» **Task brief**
Some entries follow. Reproduce exactly the lines starting at the one with "Target: mesh grille panel" and stopping after the one with "Could you locate the license".
# # # #
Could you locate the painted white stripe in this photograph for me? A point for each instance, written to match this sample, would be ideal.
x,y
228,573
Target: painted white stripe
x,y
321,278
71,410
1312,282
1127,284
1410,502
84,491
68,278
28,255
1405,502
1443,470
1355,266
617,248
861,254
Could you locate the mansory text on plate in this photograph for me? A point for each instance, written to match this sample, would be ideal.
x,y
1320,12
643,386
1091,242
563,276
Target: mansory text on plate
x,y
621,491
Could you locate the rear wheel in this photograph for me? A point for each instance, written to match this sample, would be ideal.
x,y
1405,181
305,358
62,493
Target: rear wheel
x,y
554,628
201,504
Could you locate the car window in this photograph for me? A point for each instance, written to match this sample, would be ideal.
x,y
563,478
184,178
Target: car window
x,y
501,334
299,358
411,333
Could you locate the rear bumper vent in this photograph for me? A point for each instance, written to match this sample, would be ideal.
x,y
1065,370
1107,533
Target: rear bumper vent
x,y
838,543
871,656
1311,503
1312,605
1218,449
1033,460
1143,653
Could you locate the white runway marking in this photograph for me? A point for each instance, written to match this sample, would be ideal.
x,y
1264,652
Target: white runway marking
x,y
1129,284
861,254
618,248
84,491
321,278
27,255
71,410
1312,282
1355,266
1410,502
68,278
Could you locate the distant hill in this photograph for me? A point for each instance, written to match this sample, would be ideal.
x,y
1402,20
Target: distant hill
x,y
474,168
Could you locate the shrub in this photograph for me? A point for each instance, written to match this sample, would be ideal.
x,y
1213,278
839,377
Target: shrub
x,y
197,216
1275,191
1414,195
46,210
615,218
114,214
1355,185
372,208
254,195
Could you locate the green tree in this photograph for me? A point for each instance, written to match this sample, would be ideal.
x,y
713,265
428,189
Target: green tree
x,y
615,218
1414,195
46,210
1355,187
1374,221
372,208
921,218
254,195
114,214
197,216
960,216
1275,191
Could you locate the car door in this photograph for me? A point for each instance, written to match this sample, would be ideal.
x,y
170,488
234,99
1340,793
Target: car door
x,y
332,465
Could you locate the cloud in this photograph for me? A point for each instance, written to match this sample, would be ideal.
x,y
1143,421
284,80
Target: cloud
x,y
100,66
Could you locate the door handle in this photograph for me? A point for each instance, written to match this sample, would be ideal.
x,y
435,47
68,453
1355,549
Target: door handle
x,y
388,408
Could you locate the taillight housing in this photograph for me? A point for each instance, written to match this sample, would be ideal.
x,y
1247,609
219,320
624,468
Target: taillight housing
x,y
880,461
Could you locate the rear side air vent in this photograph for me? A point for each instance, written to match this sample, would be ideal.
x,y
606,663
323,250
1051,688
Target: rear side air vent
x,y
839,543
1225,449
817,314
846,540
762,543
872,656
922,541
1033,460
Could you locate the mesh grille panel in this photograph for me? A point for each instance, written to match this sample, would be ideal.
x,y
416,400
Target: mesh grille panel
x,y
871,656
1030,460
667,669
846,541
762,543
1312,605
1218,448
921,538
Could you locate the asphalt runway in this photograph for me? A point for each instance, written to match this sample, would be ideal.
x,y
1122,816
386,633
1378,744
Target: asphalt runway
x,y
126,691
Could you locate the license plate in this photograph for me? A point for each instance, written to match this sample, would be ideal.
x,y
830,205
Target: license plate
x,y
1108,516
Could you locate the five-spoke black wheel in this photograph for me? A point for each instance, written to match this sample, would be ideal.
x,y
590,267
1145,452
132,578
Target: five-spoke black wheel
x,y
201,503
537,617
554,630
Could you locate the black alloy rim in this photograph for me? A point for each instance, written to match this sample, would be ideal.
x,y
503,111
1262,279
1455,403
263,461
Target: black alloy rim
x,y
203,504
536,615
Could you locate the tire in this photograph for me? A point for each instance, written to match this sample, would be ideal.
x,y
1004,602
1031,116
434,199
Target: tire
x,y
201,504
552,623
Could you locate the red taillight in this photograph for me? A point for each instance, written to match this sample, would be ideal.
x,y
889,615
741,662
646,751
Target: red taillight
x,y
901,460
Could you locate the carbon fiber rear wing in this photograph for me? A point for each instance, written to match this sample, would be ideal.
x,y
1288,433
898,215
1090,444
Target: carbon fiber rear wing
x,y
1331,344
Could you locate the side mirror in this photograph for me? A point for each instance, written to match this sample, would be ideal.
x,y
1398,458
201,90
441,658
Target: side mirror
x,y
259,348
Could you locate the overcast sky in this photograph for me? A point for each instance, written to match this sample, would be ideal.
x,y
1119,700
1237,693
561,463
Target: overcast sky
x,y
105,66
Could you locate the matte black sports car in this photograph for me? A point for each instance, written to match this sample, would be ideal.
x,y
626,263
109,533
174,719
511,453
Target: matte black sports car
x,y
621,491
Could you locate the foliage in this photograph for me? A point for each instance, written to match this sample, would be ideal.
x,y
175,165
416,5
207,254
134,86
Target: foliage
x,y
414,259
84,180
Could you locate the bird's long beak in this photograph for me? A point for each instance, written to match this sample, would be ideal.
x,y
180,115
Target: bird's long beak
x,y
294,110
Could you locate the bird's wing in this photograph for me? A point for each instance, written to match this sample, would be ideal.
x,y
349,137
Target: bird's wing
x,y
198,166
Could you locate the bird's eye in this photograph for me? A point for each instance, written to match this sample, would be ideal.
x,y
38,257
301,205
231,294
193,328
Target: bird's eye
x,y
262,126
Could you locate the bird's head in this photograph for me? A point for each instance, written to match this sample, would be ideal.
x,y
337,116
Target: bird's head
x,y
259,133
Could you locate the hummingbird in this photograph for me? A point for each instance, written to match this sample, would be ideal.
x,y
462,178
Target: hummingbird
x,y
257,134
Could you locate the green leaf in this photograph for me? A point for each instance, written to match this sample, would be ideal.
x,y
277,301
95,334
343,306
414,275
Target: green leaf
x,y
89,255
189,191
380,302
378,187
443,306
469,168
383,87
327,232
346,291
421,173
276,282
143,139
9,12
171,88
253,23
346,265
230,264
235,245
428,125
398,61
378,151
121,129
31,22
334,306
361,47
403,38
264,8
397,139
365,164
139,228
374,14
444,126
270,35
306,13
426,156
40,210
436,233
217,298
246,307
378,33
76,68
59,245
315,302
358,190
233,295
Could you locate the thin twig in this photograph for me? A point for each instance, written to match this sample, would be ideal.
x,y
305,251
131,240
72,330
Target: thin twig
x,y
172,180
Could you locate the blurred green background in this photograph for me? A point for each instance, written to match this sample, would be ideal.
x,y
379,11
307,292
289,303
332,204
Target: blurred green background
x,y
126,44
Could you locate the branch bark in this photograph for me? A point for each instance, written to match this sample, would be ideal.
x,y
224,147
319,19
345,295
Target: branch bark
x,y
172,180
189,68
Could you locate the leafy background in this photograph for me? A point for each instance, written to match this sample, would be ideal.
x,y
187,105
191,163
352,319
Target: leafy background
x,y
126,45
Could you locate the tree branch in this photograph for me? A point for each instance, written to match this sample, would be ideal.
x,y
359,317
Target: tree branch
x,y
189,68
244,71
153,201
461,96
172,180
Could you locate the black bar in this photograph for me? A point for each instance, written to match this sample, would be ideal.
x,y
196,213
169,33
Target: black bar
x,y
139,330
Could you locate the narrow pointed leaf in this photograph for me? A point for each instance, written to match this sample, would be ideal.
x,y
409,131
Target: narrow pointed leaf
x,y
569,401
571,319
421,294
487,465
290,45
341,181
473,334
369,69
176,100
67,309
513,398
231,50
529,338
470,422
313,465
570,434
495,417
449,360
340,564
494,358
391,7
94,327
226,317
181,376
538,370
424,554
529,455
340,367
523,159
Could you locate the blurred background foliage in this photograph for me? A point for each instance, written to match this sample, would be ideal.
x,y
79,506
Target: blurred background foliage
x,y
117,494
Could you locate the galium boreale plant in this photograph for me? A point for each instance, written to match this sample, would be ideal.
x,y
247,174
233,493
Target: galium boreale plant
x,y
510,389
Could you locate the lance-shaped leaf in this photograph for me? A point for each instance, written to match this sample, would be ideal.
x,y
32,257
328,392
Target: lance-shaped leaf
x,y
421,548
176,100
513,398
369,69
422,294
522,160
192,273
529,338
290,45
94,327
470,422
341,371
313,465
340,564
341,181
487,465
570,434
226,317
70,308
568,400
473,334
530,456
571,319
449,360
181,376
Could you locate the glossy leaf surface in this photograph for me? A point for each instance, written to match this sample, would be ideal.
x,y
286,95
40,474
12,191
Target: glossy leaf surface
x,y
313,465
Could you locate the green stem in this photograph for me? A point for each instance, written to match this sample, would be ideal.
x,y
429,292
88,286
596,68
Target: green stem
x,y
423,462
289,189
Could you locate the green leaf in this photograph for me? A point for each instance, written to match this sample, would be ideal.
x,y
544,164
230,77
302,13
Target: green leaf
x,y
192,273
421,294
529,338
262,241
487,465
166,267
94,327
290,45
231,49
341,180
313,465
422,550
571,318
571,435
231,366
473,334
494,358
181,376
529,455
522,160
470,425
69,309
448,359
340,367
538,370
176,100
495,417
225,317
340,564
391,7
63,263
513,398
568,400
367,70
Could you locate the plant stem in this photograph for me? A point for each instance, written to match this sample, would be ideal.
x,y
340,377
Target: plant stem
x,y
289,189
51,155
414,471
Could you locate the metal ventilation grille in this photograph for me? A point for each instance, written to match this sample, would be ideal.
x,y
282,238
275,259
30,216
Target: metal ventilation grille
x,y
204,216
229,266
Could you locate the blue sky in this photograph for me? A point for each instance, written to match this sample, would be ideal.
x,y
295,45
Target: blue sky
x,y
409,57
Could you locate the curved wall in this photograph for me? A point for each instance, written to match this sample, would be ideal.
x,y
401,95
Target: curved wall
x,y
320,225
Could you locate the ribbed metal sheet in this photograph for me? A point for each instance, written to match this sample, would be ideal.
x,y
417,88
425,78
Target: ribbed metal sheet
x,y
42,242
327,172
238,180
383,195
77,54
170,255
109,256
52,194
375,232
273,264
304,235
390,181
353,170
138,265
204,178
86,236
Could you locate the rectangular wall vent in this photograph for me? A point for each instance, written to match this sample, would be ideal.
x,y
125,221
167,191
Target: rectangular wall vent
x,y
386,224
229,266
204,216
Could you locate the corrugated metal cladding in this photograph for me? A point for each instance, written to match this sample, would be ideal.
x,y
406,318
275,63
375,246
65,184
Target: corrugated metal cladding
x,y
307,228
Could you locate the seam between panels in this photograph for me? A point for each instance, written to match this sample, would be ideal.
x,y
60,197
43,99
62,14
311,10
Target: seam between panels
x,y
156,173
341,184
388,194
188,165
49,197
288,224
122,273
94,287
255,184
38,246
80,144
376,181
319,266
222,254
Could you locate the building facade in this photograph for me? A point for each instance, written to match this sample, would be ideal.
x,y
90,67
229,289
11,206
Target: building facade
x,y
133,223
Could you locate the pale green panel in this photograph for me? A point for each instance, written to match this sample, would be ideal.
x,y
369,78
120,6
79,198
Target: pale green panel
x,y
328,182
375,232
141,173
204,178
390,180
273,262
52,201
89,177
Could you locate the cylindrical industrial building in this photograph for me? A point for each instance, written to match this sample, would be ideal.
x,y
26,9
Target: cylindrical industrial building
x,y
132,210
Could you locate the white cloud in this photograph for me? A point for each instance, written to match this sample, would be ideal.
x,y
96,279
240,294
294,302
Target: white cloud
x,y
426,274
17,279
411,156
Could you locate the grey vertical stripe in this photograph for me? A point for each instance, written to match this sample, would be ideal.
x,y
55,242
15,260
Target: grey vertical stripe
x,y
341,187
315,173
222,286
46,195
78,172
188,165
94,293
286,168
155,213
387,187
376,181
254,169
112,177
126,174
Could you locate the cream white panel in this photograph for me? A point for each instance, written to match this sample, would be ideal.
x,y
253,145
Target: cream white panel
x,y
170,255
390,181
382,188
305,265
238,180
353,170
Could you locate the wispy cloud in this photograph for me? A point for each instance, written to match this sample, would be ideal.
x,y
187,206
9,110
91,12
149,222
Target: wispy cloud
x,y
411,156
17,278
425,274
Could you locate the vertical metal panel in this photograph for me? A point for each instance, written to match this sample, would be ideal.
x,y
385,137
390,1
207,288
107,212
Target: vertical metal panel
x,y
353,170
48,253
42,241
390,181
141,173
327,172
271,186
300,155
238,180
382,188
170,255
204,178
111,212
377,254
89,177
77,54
# # # #
» **Output of the task**
Target: mesh grille panel
x,y
871,656
1030,460
667,669
846,541
762,543
1312,605
1218,448
921,538
Could you locate the asphalt runway in this photograph for me? A point for each instance, written to match this sample, would be ideal.
x,y
1122,816
386,633
1378,744
Target: asphalt runway
x,y
126,691
Could you locate the license plate in this photograph for me? A point for each instance, written to match this sample, would be ideal.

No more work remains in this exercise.